**Work instruction**
If a line in the records contains the word "black", count it; state the resulting number and nothing more.

***

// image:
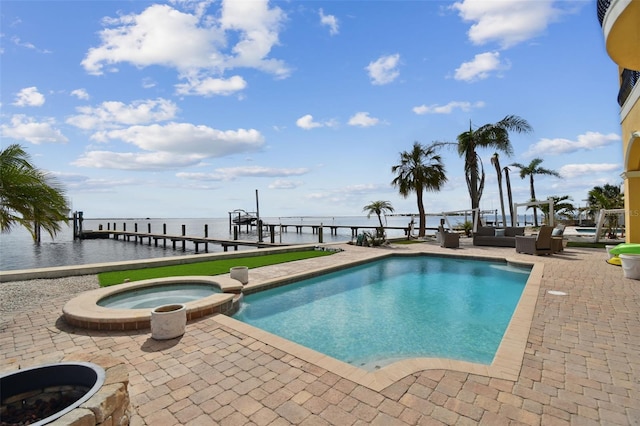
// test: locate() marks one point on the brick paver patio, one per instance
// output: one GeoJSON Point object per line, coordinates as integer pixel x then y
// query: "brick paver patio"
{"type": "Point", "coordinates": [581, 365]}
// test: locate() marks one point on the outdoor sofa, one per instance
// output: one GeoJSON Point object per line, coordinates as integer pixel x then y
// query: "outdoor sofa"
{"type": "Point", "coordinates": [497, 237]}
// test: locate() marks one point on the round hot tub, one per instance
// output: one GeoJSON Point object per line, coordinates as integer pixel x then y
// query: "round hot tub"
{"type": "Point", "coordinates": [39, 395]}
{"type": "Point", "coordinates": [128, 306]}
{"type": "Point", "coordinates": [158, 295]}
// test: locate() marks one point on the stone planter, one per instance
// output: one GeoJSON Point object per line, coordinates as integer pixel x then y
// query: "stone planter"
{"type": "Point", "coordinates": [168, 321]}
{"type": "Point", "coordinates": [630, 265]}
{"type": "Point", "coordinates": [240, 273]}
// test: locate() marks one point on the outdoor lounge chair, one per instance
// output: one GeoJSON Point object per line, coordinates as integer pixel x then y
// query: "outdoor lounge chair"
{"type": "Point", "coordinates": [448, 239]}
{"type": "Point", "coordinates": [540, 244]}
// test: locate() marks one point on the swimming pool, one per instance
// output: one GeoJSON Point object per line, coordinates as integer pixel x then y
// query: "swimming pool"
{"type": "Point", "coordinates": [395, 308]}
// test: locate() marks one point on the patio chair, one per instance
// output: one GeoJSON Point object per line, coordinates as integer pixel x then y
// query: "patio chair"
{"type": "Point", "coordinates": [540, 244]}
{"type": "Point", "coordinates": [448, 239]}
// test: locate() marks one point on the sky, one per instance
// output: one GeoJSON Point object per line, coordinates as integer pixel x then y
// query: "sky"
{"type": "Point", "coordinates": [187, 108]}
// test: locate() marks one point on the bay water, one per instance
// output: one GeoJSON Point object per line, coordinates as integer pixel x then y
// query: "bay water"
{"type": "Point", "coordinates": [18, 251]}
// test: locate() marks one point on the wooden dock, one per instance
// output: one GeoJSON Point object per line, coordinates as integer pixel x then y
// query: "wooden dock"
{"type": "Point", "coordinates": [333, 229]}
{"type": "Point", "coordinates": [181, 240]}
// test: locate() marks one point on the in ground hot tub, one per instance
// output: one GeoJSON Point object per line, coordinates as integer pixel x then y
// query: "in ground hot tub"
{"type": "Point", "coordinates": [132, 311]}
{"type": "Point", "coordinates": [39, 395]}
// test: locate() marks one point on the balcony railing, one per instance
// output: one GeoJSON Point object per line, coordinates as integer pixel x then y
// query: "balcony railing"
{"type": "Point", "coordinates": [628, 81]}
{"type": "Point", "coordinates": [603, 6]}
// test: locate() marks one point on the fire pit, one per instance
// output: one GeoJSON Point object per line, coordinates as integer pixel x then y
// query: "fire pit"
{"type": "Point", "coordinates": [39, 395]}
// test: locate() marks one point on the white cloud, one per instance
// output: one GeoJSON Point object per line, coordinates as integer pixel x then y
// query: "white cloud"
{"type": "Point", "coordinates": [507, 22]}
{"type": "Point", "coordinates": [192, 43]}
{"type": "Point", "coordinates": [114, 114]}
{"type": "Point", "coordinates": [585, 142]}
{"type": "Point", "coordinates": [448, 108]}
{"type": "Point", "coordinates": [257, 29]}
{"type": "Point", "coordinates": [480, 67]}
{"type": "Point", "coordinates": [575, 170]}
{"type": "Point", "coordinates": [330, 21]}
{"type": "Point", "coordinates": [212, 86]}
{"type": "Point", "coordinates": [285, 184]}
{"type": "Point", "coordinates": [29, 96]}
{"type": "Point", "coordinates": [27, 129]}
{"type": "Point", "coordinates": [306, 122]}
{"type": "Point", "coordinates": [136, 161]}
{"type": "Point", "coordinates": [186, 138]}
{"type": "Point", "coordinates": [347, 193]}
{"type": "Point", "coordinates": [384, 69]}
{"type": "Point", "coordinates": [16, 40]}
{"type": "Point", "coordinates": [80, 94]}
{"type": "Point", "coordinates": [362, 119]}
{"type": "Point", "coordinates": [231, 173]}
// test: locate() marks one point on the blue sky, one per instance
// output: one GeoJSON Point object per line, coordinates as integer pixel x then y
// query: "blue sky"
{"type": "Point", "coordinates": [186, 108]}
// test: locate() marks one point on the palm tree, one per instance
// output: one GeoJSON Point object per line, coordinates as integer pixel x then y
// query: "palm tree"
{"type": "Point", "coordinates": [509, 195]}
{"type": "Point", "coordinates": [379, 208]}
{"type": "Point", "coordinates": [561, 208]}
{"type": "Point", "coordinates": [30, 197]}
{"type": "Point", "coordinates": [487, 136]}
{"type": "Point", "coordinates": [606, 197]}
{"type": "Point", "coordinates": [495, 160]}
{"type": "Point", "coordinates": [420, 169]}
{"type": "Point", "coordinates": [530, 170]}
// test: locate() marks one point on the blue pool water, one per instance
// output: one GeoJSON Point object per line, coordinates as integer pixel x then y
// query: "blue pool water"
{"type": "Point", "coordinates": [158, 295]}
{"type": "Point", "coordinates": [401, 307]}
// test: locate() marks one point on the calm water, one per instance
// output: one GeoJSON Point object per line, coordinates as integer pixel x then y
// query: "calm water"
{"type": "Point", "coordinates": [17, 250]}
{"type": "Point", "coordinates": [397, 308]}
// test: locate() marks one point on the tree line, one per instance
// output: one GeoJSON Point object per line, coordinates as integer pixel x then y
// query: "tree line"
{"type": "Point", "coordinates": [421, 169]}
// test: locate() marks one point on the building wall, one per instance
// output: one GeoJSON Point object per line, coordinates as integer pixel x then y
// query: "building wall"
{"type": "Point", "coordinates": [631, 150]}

***

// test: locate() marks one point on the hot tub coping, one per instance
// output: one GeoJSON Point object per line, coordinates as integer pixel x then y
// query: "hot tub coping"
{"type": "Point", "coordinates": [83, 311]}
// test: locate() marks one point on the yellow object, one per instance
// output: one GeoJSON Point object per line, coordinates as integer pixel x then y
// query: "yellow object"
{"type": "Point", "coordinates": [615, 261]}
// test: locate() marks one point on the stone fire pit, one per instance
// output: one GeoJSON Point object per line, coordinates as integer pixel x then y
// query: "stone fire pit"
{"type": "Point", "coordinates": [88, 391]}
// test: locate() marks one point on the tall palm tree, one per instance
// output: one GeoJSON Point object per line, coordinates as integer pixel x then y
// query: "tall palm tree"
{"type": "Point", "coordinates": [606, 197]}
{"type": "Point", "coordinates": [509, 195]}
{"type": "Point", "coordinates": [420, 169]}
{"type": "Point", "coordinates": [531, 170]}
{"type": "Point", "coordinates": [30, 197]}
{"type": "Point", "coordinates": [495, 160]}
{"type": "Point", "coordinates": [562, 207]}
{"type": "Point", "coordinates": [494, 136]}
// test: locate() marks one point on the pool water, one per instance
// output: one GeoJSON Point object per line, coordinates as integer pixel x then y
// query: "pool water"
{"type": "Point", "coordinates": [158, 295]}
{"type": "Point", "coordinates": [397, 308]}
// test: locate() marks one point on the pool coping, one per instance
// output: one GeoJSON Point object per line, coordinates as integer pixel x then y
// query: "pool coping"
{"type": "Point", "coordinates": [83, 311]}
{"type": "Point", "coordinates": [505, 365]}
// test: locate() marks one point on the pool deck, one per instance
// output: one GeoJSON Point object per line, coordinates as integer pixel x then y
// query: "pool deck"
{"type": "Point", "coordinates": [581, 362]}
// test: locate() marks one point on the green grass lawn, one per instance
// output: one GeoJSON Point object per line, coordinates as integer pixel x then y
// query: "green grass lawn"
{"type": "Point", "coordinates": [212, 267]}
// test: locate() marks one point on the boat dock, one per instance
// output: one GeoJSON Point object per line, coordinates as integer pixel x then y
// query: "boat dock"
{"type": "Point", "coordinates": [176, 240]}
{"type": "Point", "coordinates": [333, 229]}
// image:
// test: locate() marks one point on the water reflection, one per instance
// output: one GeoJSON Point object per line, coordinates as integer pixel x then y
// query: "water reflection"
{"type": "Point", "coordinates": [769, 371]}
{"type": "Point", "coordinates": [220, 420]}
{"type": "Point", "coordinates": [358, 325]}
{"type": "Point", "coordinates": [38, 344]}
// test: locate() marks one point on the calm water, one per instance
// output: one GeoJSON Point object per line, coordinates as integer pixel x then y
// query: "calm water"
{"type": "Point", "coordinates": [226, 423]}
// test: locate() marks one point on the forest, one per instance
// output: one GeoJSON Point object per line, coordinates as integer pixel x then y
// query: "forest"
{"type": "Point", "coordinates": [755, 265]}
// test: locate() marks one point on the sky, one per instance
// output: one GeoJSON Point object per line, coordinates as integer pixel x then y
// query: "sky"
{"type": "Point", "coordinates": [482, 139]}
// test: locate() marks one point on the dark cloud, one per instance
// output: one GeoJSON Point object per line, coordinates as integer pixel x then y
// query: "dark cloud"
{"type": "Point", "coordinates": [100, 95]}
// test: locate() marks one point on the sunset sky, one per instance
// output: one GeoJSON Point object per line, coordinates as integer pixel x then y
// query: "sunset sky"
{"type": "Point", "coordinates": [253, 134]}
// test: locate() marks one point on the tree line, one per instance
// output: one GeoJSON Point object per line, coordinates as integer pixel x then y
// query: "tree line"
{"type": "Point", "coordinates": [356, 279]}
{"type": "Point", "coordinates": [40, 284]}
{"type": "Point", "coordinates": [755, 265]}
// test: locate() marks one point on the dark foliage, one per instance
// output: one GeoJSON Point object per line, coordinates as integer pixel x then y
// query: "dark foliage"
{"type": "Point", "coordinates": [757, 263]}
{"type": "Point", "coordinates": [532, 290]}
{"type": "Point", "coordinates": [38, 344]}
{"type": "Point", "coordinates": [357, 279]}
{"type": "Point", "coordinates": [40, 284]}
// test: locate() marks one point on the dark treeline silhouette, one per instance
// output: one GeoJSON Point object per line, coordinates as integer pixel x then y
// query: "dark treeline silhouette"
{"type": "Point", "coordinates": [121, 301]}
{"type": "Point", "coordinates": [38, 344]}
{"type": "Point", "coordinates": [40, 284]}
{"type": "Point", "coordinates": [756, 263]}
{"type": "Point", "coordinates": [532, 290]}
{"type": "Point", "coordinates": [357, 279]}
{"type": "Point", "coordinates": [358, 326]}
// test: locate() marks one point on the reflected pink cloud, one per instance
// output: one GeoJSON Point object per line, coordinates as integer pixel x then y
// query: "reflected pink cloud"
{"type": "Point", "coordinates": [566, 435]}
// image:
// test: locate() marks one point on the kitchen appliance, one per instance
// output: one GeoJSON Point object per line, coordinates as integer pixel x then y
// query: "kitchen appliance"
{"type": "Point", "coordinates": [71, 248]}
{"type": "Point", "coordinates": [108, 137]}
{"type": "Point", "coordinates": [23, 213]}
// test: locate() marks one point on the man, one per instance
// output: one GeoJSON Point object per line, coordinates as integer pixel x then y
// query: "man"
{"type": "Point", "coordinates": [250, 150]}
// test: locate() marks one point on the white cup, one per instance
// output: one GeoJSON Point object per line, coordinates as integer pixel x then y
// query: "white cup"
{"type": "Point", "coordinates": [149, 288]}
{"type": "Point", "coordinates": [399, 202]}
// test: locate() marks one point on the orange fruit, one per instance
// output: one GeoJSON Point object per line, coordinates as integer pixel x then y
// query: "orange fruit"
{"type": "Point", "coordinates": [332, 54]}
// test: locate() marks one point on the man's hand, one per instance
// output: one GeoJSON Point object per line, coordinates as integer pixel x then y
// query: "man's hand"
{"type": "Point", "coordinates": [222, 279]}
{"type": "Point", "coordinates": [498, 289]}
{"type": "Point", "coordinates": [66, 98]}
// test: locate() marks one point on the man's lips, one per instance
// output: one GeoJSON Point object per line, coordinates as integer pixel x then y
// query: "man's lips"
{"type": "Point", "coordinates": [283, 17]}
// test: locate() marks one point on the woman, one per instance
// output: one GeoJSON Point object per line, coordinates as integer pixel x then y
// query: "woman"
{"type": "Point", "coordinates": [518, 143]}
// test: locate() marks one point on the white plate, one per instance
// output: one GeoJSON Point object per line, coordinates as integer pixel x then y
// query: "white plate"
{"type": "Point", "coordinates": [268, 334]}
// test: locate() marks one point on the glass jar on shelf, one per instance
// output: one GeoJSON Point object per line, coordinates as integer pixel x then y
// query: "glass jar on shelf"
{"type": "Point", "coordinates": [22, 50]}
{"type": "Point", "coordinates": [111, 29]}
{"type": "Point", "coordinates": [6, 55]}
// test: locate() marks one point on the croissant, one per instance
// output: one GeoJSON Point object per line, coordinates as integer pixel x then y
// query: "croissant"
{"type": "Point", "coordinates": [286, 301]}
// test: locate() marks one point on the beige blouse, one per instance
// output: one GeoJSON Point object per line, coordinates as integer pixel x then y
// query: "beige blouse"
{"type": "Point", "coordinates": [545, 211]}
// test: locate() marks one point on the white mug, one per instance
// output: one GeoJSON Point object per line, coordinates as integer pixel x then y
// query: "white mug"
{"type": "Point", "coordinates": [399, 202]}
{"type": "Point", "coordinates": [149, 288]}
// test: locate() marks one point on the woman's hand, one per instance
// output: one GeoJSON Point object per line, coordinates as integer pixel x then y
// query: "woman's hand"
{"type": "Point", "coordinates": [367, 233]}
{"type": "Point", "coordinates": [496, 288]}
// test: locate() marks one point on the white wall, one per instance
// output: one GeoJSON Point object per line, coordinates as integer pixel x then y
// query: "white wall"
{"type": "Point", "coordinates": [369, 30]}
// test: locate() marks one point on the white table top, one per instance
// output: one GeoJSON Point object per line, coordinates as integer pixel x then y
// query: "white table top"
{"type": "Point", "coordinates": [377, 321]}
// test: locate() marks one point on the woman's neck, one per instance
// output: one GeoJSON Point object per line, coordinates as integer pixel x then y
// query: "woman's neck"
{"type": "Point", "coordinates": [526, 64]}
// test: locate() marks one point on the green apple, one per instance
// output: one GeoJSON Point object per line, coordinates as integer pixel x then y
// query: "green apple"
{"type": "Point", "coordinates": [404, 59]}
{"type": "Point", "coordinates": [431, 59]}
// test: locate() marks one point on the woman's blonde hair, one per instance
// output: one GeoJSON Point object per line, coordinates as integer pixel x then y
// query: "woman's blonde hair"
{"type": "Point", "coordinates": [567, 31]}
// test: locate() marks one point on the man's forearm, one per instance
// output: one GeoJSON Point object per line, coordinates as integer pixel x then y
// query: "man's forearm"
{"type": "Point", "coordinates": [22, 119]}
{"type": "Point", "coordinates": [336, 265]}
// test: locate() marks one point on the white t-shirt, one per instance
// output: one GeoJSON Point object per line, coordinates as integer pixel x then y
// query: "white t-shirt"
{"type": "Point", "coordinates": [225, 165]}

***

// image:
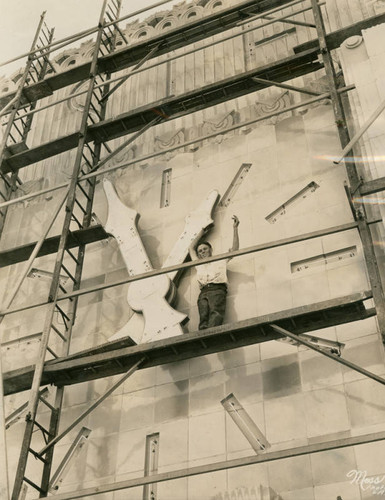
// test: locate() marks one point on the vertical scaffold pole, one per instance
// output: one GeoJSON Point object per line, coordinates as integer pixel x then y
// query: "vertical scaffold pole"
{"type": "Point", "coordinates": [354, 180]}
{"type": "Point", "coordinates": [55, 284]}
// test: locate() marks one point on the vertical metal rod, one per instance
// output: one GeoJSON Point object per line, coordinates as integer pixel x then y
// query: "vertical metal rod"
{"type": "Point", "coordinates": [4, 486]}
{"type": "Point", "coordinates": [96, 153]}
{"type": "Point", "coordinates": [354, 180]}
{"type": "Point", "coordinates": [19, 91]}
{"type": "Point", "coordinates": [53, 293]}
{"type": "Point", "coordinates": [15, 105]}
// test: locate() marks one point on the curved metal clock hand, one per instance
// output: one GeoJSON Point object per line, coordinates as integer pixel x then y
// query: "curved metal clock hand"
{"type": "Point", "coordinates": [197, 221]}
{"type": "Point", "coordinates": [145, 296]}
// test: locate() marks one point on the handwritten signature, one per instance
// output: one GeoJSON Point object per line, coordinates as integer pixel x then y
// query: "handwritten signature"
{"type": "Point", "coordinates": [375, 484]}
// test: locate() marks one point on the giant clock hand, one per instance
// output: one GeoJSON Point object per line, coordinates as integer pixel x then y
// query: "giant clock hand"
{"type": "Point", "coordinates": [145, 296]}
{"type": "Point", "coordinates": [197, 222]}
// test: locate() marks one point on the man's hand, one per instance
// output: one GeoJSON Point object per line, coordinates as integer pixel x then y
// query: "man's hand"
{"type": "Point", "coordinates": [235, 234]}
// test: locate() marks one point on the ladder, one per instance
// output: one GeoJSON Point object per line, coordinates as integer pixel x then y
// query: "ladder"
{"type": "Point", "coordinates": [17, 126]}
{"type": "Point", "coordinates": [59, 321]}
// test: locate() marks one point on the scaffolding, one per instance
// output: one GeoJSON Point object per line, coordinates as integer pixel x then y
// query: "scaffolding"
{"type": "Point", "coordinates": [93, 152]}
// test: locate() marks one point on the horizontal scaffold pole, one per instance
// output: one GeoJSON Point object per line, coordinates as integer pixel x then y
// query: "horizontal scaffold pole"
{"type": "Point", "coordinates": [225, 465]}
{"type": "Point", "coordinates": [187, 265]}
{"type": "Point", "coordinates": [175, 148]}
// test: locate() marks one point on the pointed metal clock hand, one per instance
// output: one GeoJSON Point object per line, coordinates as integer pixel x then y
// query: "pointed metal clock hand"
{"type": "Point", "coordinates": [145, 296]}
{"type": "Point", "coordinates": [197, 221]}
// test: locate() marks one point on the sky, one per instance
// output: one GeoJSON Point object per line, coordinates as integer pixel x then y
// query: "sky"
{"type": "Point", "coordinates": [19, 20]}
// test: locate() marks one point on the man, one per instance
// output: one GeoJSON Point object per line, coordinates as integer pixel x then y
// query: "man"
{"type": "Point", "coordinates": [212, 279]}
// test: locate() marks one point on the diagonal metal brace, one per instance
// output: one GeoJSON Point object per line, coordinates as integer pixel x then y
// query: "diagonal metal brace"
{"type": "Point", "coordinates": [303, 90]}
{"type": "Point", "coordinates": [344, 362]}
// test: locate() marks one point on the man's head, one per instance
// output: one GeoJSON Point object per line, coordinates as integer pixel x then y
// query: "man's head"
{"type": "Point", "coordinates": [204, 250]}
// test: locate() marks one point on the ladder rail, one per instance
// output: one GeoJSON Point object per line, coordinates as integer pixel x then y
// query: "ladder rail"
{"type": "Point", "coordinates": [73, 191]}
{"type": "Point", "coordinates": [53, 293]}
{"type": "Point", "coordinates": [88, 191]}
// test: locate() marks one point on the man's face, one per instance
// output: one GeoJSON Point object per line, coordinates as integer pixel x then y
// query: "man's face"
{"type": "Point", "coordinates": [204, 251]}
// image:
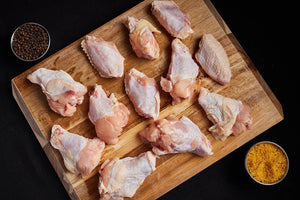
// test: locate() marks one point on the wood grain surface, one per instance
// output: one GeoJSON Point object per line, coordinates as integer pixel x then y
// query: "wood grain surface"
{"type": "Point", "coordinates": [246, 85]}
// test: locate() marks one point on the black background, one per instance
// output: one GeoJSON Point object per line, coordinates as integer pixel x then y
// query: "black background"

***

**Task output**
2